» **Dataset excerpts**:
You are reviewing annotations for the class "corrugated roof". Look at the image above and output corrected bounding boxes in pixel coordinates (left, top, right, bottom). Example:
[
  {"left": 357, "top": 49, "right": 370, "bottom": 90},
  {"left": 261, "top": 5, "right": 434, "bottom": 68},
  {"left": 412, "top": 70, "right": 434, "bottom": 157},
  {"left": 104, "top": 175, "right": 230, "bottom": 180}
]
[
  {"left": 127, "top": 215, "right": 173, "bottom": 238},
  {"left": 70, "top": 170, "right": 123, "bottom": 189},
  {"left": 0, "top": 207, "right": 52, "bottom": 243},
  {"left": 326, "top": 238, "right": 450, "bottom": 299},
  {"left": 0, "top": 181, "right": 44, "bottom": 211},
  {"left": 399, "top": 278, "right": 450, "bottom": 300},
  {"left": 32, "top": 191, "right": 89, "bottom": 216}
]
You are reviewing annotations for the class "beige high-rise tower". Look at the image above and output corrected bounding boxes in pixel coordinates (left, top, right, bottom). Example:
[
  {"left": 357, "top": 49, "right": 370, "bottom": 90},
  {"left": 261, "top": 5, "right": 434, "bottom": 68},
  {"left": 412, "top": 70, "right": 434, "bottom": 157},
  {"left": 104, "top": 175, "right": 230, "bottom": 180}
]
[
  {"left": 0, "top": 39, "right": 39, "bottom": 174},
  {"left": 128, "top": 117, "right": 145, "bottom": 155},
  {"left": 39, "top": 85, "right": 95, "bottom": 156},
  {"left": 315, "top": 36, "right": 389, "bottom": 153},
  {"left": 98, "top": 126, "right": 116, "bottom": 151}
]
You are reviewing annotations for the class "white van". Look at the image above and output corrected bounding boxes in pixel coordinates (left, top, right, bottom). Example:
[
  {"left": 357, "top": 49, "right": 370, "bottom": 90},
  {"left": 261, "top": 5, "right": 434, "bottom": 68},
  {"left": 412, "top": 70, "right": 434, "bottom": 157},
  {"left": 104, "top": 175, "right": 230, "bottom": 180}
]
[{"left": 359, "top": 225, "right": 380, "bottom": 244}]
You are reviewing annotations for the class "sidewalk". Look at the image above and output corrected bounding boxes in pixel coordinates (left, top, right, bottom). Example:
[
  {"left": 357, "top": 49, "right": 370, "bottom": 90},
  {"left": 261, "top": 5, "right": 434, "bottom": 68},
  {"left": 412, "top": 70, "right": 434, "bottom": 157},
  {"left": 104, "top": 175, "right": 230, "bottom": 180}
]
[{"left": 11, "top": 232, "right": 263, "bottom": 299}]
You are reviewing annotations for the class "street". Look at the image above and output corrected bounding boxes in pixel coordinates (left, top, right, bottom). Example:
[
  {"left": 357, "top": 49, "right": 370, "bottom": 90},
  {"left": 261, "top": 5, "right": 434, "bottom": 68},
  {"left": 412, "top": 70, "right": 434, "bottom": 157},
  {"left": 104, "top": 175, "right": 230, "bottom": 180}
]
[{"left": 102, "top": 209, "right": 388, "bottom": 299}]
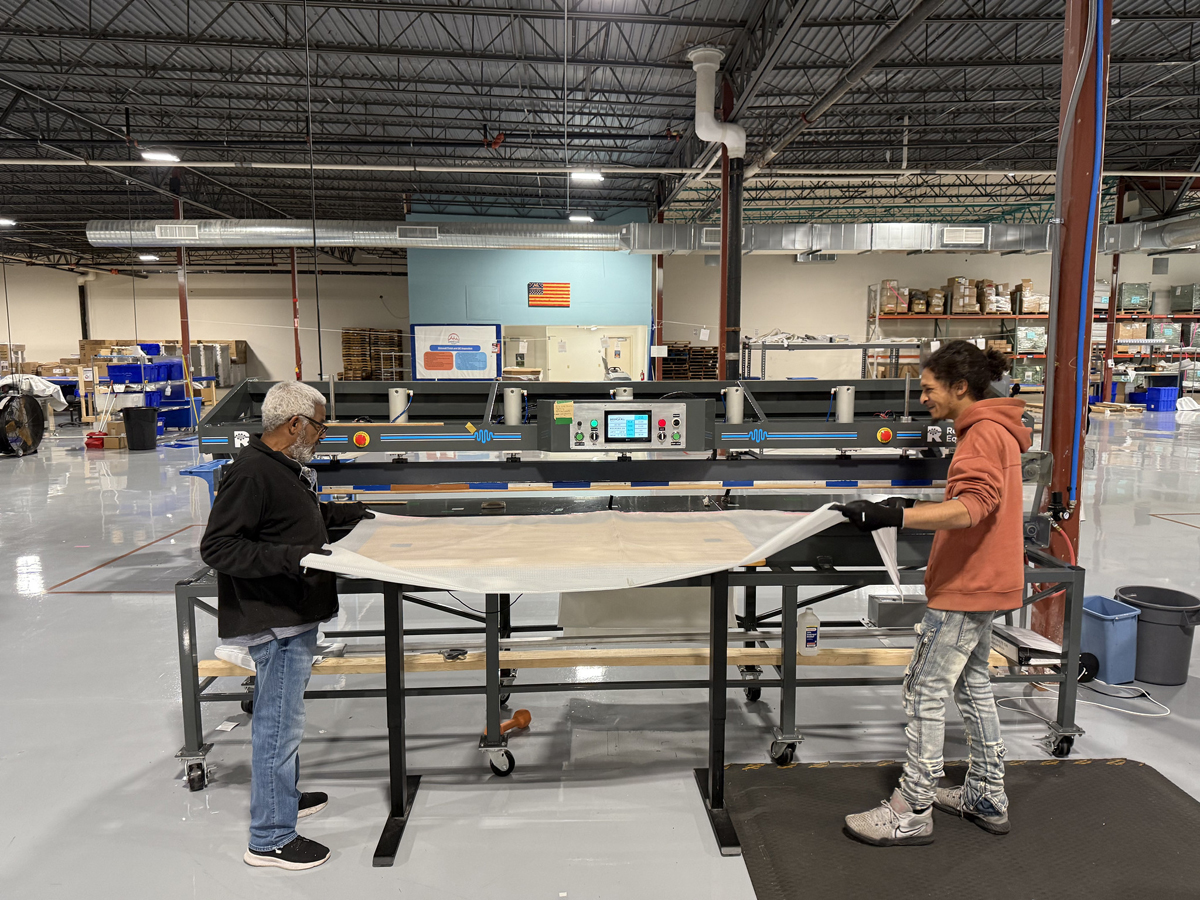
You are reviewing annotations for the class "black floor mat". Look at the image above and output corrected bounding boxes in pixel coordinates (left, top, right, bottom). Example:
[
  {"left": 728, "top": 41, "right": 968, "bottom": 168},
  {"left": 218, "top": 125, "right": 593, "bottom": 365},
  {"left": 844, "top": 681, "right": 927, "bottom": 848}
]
[{"left": 726, "top": 760, "right": 1200, "bottom": 900}]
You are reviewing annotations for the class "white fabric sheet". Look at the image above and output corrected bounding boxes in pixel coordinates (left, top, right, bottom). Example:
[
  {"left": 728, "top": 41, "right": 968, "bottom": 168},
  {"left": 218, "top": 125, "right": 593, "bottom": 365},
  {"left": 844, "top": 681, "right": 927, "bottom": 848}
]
[{"left": 301, "top": 505, "right": 899, "bottom": 594}]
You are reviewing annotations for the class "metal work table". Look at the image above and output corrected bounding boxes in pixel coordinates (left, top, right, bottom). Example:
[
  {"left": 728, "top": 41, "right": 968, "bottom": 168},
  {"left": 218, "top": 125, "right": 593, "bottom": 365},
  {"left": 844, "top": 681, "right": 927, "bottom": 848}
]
[{"left": 175, "top": 496, "right": 1084, "bottom": 865}]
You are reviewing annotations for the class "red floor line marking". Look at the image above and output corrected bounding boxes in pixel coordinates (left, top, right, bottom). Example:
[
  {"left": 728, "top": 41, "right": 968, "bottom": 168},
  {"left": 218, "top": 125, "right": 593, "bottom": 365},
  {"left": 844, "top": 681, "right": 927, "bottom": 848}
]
[{"left": 46, "top": 523, "right": 202, "bottom": 594}]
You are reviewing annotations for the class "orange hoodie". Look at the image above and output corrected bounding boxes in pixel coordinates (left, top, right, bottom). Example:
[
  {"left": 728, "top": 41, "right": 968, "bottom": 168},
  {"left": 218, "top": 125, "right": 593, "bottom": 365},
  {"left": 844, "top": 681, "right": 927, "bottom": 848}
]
[{"left": 925, "top": 398, "right": 1032, "bottom": 612}]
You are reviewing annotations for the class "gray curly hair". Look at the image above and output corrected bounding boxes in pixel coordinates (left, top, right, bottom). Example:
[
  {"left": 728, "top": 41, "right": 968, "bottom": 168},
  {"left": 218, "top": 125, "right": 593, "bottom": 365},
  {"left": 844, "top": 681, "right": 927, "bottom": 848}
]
[{"left": 263, "top": 382, "right": 325, "bottom": 434}]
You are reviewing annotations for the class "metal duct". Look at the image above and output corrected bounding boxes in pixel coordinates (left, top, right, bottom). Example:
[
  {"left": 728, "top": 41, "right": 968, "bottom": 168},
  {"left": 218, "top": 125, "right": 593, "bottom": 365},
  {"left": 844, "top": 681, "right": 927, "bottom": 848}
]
[
  {"left": 88, "top": 218, "right": 630, "bottom": 251},
  {"left": 88, "top": 218, "right": 1060, "bottom": 256}
]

» **Exercise objective**: From the data above, pull out every line that contains the word "floor".

» **Complete answer**:
You are reviewing annotations for the class "black floor mat". Look at the image above and output corrected bounding boxes in pixel coordinates (left, top, right, bottom). Example:
You are reviewing annotations for the class "red floor line marking". Look at the image above and output corrected bounding boxes in pixel coordinates (left, top, right, bottom). Example:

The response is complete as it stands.